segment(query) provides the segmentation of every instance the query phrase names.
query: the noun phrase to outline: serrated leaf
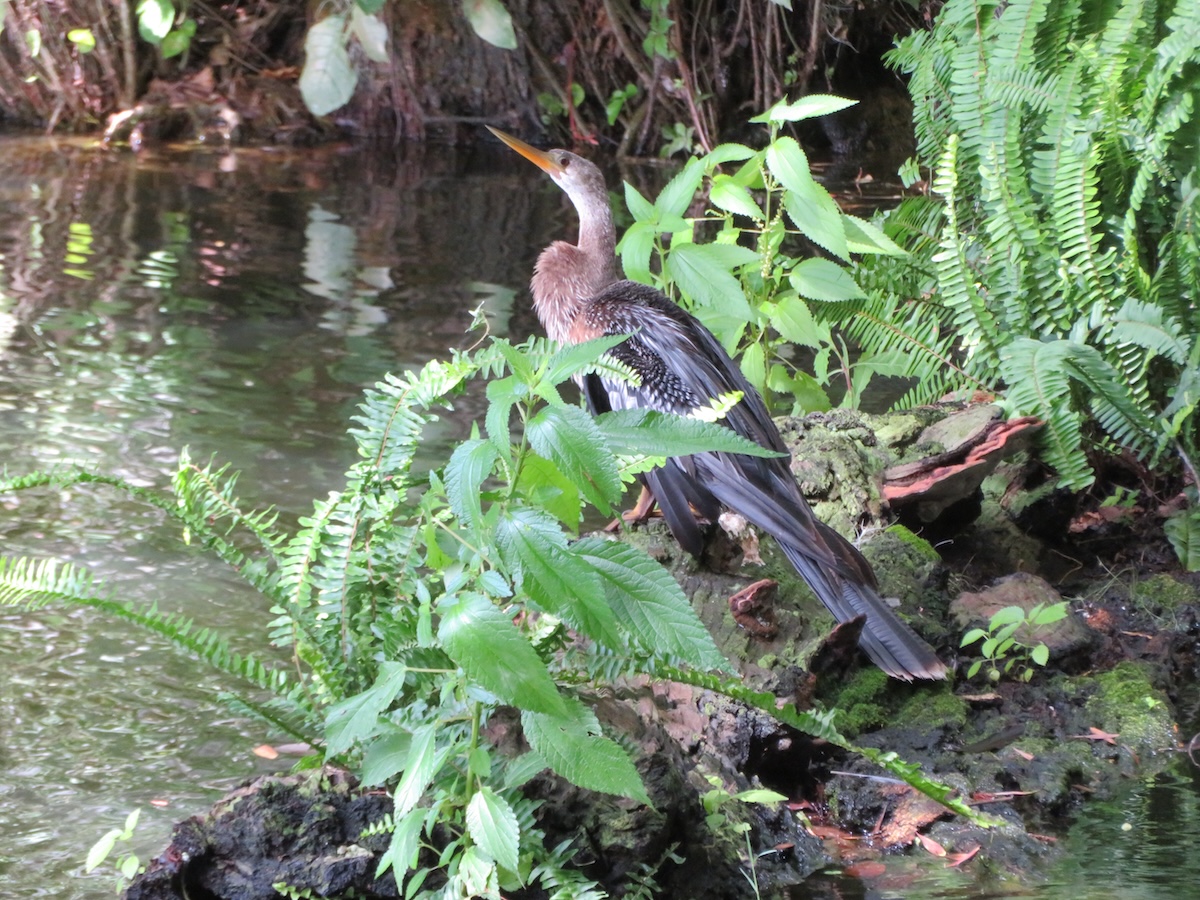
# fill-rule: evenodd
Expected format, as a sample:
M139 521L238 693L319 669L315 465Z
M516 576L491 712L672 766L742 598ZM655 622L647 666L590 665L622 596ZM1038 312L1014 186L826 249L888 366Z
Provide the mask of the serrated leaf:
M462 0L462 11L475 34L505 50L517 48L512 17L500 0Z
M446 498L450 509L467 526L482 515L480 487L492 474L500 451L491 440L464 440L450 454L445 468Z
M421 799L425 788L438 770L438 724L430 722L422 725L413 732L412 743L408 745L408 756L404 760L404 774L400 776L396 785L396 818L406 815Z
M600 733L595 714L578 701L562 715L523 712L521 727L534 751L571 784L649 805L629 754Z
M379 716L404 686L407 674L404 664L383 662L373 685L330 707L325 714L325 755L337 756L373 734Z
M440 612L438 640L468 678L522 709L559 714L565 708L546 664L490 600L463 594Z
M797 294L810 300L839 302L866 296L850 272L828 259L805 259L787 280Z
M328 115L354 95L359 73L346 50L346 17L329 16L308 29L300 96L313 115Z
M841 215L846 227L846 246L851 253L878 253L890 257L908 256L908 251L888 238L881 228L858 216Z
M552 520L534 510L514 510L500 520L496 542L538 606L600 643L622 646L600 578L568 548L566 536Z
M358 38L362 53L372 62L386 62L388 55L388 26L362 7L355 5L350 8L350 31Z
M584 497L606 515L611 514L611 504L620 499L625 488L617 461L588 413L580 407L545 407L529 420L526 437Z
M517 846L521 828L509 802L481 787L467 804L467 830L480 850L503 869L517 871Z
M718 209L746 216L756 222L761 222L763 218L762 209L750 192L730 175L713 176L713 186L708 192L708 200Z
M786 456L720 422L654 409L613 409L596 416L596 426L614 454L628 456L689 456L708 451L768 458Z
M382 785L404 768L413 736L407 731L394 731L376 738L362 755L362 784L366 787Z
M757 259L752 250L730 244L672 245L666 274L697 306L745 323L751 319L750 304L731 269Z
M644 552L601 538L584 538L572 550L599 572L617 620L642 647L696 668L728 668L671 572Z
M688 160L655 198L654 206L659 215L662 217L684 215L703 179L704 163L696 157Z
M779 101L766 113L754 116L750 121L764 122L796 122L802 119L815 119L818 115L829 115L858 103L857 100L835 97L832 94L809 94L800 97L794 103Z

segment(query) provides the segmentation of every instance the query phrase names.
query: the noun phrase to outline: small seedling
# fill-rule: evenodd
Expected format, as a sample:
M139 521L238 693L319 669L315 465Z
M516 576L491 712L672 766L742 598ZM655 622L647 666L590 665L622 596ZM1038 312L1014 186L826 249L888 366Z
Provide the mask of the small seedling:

- - - - -

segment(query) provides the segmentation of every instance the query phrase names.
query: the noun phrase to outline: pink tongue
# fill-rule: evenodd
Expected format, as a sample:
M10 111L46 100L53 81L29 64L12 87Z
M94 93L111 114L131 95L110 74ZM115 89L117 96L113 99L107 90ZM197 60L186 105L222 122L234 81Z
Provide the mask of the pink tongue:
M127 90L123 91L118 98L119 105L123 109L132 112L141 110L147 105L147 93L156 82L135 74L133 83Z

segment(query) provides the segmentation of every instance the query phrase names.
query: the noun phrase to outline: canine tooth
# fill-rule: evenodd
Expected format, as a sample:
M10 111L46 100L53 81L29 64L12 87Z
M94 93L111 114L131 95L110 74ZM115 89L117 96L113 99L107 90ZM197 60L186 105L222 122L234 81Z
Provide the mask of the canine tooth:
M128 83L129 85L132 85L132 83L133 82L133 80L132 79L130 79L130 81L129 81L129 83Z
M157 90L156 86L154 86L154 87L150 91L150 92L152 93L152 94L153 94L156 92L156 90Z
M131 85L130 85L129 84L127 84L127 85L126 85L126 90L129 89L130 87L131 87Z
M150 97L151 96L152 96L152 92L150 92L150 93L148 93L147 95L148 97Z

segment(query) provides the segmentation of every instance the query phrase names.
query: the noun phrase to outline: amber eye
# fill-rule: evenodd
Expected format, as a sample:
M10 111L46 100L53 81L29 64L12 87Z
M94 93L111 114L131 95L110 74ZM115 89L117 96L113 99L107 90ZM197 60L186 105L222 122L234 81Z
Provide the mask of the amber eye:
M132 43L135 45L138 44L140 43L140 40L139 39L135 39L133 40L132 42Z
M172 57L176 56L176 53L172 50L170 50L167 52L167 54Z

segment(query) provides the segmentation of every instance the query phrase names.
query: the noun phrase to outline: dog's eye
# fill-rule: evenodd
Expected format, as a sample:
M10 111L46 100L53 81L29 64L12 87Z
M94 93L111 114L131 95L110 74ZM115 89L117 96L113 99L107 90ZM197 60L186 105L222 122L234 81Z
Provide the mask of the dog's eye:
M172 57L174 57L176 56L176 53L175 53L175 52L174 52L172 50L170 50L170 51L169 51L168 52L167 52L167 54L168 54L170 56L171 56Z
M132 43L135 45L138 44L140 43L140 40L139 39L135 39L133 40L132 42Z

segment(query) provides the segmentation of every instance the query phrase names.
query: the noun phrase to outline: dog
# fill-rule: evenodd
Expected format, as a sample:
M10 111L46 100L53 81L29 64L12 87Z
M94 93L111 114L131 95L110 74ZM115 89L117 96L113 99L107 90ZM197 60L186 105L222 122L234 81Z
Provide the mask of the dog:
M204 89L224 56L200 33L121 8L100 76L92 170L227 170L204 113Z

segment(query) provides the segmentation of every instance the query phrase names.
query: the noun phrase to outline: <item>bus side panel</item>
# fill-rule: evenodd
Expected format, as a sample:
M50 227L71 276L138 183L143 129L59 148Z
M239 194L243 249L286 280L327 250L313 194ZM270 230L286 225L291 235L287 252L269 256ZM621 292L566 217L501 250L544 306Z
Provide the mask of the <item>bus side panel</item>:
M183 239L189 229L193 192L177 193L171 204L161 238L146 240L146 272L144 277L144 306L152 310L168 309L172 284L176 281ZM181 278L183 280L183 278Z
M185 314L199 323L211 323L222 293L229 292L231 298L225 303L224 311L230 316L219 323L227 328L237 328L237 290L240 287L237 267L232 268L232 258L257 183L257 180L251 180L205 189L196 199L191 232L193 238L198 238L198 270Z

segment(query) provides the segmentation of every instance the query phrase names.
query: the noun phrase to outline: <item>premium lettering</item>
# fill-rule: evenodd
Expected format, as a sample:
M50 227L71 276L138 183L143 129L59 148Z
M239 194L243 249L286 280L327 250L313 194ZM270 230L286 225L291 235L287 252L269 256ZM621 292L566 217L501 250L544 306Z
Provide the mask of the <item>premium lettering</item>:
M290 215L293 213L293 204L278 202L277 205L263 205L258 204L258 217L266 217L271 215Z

- - - - -

STATED EXERCISE: List every line in the records above that contains the string "tooth", matching case exactly.

SOLUTION FOR THIS EXERCISE:
query: the noun phrase to outline: canine tooth
Provide the mask of the canine tooth:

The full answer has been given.